§ **TRAVAIL À FAIRE**: Transformez en liste numérotée toutes les lignes des items ci-dessous, en omettant les lignes vides. N'incluez pas les images dans la réponse.
-.-.-
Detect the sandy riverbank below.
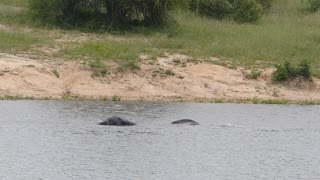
[0,54,320,101]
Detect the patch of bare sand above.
[0,54,320,101]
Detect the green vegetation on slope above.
[0,0,320,77]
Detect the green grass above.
[0,0,320,77]
[0,30,48,52]
[0,0,28,7]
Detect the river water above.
[0,101,320,180]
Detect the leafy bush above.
[29,0,186,28]
[245,69,262,79]
[273,61,311,81]
[256,0,273,10]
[233,0,263,23]
[308,0,320,12]
[191,0,232,20]
[190,0,266,23]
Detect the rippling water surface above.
[0,101,320,180]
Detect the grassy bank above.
[0,0,320,77]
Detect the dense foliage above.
[308,0,320,12]
[29,0,186,27]
[190,0,272,23]
[273,61,311,81]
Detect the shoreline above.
[0,96,320,105]
[0,54,320,104]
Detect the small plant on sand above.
[273,61,311,82]
[52,69,60,78]
[246,69,261,79]
[119,60,140,71]
[308,0,320,12]
[111,96,121,101]
[164,69,175,76]
[90,60,108,78]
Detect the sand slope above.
[0,54,320,101]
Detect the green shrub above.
[29,0,187,28]
[245,69,262,79]
[191,0,232,20]
[273,61,311,81]
[190,0,264,23]
[233,0,263,23]
[256,0,273,11]
[308,0,320,12]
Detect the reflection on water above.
[0,101,320,180]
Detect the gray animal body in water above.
[171,119,199,125]
[99,116,136,126]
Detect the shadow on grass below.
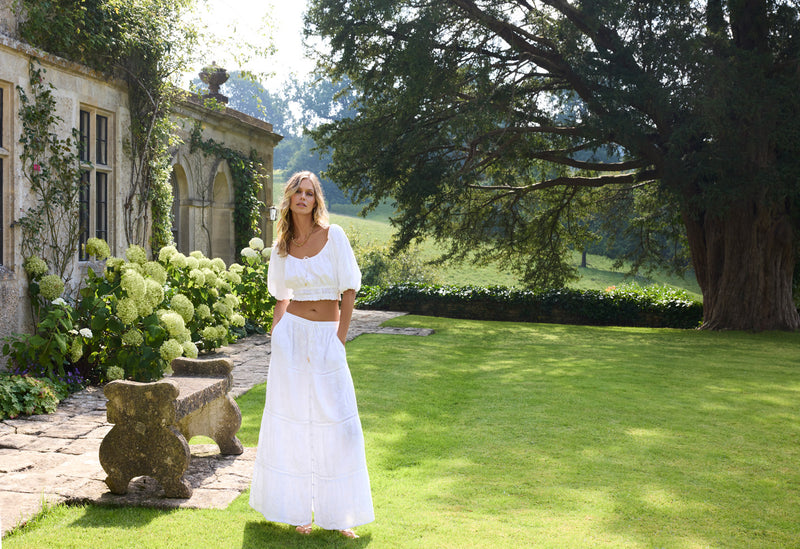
-.-.-
§ **RÉPONSE**:
1. Detect the sandy riverbank below.
2. [0,54,320,101]
3. Detect the patch of bare sand above.
4. [0,54,320,101]
5. Detect the green vegetation on slope above.
6. [0,0,320,77]
7. Detect the green grass above.
8. [0,0,320,77]
9. [0,30,48,52]
10. [0,0,28,7]
11. Detect the river water above.
12. [0,101,320,180]
13. Detect the leafy bush above.
14. [29,0,186,28]
15. [245,69,262,79]
16. [273,61,311,81]
17. [256,0,273,10]
18. [233,0,263,23]
19. [308,0,320,12]
20. [191,0,232,20]
21. [190,0,266,23]
22. Detect the rippling water surface above.
23. [0,101,320,180]
24. Detect the grassy bank above.
25. [0,0,320,77]
26. Detect the dense foliage above.
27. [308,0,320,12]
28. [29,0,186,27]
29. [190,0,272,23]
30. [273,61,311,81]
31. Detect the shoreline above.
32. [0,96,320,105]
33. [0,54,320,104]
34. Detect the small plant on sand above.
35. [273,61,311,82]
36. [52,69,60,78]
37. [246,69,261,79]
38. [119,60,140,71]
39. [308,0,320,12]
40. [111,96,121,101]
41. [164,69,175,76]
42. [90,60,108,78]
43. Detect the sand slope above.
44. [0,54,320,101]
45. Detect the green shrub above.
46. [29,0,187,28]
47. [245,69,262,79]
48. [191,0,232,20]
49. [273,61,311,81]
50. [190,0,264,23]
51. [233,0,263,23]
52. [256,0,273,11]
53. [308,0,320,12]
54. Detect the reflection on water above.
55. [0,101,320,180]
56. Detect the gray animal body in water above.
57. [171,119,199,125]
58. [99,116,136,126]
59. Detect the shadow on grass below.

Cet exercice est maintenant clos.